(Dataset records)

_ _ _ _

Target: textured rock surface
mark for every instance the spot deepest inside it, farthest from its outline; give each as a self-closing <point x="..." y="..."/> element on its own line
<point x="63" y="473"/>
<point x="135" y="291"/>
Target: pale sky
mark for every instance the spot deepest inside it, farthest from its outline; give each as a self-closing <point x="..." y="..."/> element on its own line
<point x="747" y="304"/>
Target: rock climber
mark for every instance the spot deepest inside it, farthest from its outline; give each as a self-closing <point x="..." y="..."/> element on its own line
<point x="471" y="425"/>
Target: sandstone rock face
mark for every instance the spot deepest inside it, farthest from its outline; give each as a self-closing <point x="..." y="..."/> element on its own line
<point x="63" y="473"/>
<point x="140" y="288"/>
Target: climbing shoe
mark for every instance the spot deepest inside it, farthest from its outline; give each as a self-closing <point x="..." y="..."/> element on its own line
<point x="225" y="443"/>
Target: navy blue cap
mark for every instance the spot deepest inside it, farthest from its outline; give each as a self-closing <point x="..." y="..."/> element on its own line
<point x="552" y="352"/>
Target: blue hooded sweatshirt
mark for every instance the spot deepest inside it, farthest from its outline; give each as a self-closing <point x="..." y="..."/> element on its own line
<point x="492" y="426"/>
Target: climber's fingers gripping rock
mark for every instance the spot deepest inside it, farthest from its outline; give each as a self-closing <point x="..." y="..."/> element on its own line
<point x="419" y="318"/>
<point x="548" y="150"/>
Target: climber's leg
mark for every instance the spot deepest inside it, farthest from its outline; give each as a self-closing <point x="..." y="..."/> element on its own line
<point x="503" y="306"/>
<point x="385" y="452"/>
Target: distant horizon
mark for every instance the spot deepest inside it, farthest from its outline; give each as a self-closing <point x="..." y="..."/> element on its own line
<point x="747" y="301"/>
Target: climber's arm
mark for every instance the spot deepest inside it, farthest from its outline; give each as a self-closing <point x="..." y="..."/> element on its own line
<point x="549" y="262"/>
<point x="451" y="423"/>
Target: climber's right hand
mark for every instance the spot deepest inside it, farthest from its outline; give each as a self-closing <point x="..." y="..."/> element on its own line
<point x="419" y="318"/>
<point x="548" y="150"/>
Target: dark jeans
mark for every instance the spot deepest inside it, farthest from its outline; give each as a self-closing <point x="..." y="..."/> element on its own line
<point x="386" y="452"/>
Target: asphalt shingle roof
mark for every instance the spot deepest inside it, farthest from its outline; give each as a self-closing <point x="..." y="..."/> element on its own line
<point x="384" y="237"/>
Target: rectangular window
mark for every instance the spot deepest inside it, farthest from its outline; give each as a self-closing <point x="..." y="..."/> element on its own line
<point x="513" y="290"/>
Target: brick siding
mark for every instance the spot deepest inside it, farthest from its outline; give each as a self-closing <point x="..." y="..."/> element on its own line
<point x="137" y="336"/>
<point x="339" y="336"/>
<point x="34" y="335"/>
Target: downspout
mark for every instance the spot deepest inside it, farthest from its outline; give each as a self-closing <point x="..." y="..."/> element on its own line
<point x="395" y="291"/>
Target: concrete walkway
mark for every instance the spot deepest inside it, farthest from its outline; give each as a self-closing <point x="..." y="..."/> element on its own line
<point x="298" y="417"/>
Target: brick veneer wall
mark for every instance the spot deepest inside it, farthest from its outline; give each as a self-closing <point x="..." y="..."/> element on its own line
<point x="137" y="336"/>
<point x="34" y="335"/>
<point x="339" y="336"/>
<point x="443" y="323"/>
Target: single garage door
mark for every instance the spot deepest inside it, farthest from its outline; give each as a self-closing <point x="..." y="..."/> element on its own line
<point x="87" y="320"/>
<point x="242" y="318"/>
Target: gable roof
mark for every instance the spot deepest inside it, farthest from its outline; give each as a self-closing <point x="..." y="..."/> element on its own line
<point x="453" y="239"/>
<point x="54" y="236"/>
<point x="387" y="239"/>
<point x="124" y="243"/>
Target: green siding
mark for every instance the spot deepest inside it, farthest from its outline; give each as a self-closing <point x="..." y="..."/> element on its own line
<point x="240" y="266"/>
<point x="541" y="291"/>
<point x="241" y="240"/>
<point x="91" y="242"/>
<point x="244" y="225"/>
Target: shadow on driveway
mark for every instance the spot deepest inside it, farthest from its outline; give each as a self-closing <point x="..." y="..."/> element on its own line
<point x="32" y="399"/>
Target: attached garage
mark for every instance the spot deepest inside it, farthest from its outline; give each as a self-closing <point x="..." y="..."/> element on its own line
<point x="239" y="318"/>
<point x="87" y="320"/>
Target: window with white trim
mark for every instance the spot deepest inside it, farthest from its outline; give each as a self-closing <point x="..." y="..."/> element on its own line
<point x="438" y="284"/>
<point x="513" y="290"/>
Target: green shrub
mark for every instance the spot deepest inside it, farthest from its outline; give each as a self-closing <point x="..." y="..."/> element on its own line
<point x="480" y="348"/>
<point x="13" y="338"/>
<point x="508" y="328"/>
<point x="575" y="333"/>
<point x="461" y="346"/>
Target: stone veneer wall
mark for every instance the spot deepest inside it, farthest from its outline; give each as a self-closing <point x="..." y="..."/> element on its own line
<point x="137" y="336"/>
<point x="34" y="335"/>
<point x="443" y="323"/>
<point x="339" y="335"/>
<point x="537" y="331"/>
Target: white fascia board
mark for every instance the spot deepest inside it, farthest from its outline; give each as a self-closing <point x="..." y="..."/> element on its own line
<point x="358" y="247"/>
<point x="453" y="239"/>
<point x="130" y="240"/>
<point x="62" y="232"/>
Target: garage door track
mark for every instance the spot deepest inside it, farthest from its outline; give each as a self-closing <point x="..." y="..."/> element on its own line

_ _ _ _

From the records above, extract each line exactly as shown.

Target: textured rock surface
mark for every instance the spot deepest inside it, farthest from its outline; give each as a self-closing <point x="..." y="..."/> element on its own line
<point x="63" y="473"/>
<point x="135" y="291"/>
Target: pale sky
mark for every instance the spot deepest inside it, farthest from its outline; give each as a self-closing <point x="..." y="..."/> element on its own line
<point x="747" y="304"/>
Target: rock climber
mark for every instance the spot deepest inside it, farthest from its outline; give each as a self-closing <point x="..." y="..."/> element on its own line
<point x="471" y="425"/>
Target: sandstone rock face
mark for every instance the spot deepest inside it, farthest from its outline; give each as a self-closing <point x="..." y="..."/> element on its own line
<point x="63" y="473"/>
<point x="140" y="288"/>
Target: climbing shoe
mark for every instance the spot deepest inside it, farthest from its outline; give each as a self-closing <point x="..." y="..."/> element on its own line
<point x="225" y="443"/>
Target: navy blue cap
mark for every instance the spot deepest inside it, farthest from its outline; give each as a self-closing <point x="..." y="..."/> element on its own line
<point x="552" y="352"/>
Target: blue hooded sweatshirt
mark for every instance the spot deepest inside it, farthest from its outline; give each as a self-closing <point x="..." y="..."/> element on its own line
<point x="492" y="426"/>
Target: climber's fingers gripping rock
mark for every instance the spot deepest inside it, farthest from its outline; give each as a self-closing <point x="..." y="..."/> element on its own line
<point x="419" y="318"/>
<point x="548" y="150"/>
Target: climber's leg
mark for every instance the spot deepest inside it, farthest from its outline; give each as a self-closing <point x="..." y="..."/> element on its own line
<point x="503" y="306"/>
<point x="385" y="452"/>
Target: distant horizon
mark for every instance the spot deepest inside it, farthest from its outline; give each as a self-closing <point x="..." y="..."/> element on its own line
<point x="747" y="301"/>
Target: climber's arm
mark for every instance the spot deepest inside it, farthest from its outline; give each as a self-closing <point x="..." y="..."/> element on its own line
<point x="549" y="262"/>
<point x="451" y="423"/>
Target: climber's right hand
mark for every instance the spot deepest inside it, farthest from its outline; give each as a self-closing <point x="..." y="..."/> element on its own line
<point x="419" y="318"/>
<point x="548" y="150"/>
Target: dark jeans
mark for every instance the spot deepest inside it, farthest from its outline; give each as a self-closing <point x="..." y="..."/> element on its own line
<point x="386" y="452"/>
Target: asphalt shingle roof
mark for every instance the spot deepest inside it, farthest from its outline; give each as a self-closing <point x="..." y="..."/> element on its own line
<point x="384" y="237"/>
Target: rectangular window
mark for every instance the spot deepest inside it, farthest from its outline; give each as a self-closing <point x="..." y="..."/> element on its own line
<point x="513" y="290"/>
Target: brick siding
mark for every instance the spot deepest inside it, farthest from its outline; give each as a self-closing <point x="..." y="..."/> element on its own line
<point x="137" y="336"/>
<point x="339" y="336"/>
<point x="34" y="335"/>
Target: downspout
mark for every instance the spot deepest inside it, farthest from its outline; give each as a self-closing <point x="..." y="..."/> element on its own line
<point x="395" y="291"/>
Target: concrete walkway
mark for every instance the spot deepest inside it, farthest from its outline; give each as a self-closing <point x="..." y="..."/> element on its own line
<point x="298" y="417"/>
Target: brick veneer wall
mark for every instance the spot deepest inside it, farthest from its outline; give each as a self-closing <point x="..." y="..."/> element on its own line
<point x="137" y="336"/>
<point x="34" y="335"/>
<point x="339" y="336"/>
<point x="443" y="323"/>
Target: single garage door
mark for every instance the spot deepest inside it, farthest from its outline; give each as a self-closing <point x="..." y="..."/> element on its own line
<point x="87" y="320"/>
<point x="242" y="318"/>
Target: gable roof
mark for every instance the spot deepest inside it, farthest from its outline; give each as a self-closing <point x="..." y="..."/> element on its own line
<point x="453" y="239"/>
<point x="54" y="236"/>
<point x="387" y="239"/>
<point x="124" y="243"/>
Target: green siding
mark for every instance the spot deepest inside it, farthest from its outline; give each as a self-closing <point x="..." y="..."/> element on its own line
<point x="240" y="266"/>
<point x="541" y="291"/>
<point x="241" y="240"/>
<point x="91" y="242"/>
<point x="244" y="225"/>
Target: shadow on driveway
mark for every instance the spot deepest inside it, farthest from its outline; give each as a self-closing <point x="..." y="..."/> element on its own line
<point x="32" y="399"/>
Target: attached garage
mark for every instance the spot deepest inside it, farthest from its outline; give each as a self-closing <point x="..." y="..."/> element on its own line
<point x="239" y="318"/>
<point x="87" y="320"/>
Target: window with white trim
mark for every instance the spot deepest inside it, farthest from its outline; give each as a self-closing <point x="..." y="..."/> element on its own line
<point x="438" y="284"/>
<point x="513" y="290"/>
Target: green shrub
mark for every instance the spot deepest inside it, farthest from its outline; give each as a self-closing <point x="..." y="..."/> element on its own line
<point x="480" y="348"/>
<point x="13" y="338"/>
<point x="508" y="328"/>
<point x="575" y="333"/>
<point x="461" y="346"/>
Target: stone veneer wall
mark for every instance the spot deepest inside it, farthest from its outline; give each as a self-closing <point x="..." y="..."/> element on its own line
<point x="137" y="336"/>
<point x="34" y="335"/>
<point x="443" y="323"/>
<point x="339" y="335"/>
<point x="537" y="331"/>
Target: white fascia board
mark for every instance the spot deepest inside it, farthest from its outline; give each as a self-closing <point x="..." y="..."/> element on its own line
<point x="358" y="247"/>
<point x="453" y="239"/>
<point x="130" y="240"/>
<point x="62" y="232"/>
Target: garage door track
mark for every instance the spot deepest inside it, farthest from its outline; give each as a self-closing <point x="..." y="..."/> element on its own line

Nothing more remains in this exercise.